Thursday 9 December 2021

Eliphas Levi and Theosophy I

In some recent posts we covered the occult axiom, ‘’To know, to dare, to will, and to be silent’’ which Eliphas Levi uses in his Dogme et rituel de la haute magie and other works. Indeed the writings of Eliphas Levi have many instances of esoteric explanations similar to Theosophical doctrines, some of  which early theosophists have commented on. Below is an excerpt from an early example, the colored text being notes by H. P. Blavatsky. The series of three unpublished essays mentioned are in addition to another series of ten unpublished essays by Eliphas Levi published in The Theosophist that same year. Egregore is a Greek term meaning watcher. About half of Levi's text is presented below, although the full text is worth reading.

Essay Selections by Éliphas Lévi (translated from French) | Notes by H.P.B.

The three Essays—the first of which is now given—belong to the unpublished MSS. of the late French Occultist, a series of whose other Lectures on Secret Sciences is being published serially in the Journal of the Theosophical Society. These three papers were kindly copied and sent for this Magazine by our respected Brother, Baron Spedalieri, F.T.S., of Marseilles. We hope to give, in good time, the translation of every scrap ever written by this remarkable “Professor of High Transcendental Sciences and Occult Philosophy,” whose only mistake was to pander rather conspicuously to the dogmas of the established church—the church that unfrocked him.

* * * * * * *

- **SET EXERCISE 1**
Return each line of the records that contains the string "tree", matching it case-sensitively.

[Dataset entries]
* * * * * * *

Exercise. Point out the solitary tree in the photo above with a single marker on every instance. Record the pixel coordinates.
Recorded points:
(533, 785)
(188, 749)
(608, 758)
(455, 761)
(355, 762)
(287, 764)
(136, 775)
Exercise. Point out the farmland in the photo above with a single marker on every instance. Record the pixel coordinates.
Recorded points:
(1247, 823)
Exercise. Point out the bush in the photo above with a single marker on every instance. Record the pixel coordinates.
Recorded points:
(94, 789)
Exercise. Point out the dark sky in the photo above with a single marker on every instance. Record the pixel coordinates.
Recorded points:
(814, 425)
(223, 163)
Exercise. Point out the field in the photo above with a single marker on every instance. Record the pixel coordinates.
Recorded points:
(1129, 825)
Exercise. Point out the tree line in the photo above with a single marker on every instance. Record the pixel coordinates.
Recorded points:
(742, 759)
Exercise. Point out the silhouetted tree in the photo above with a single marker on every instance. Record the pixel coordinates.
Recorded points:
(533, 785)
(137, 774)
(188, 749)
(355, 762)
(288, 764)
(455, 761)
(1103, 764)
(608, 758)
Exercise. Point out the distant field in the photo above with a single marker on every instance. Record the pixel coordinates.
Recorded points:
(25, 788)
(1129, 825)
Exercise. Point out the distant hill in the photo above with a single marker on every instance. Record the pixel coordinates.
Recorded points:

* * * * * * *

- **SET EXERCISE 2**
In the post on Eliphas Levi and Theosophy, who copied and sent the three unpublished essays for the magazine?

- **CORRECT RESULT 1**
Exercise. Point out the solitary tree in the photo above with a single marker on every instance. Record the pixel coordinates.
Exercise. Point out the tree line in the photo above with a single marker on every instance. Record the pixel coordinates.
Exercise. Point out the silhouetted tree in the photo above with a single marker on every instance. Record the pixel coordinates.

- **CORRECT RESULT 2**
Baron Spedalieri, F.T.S., of Marseilles.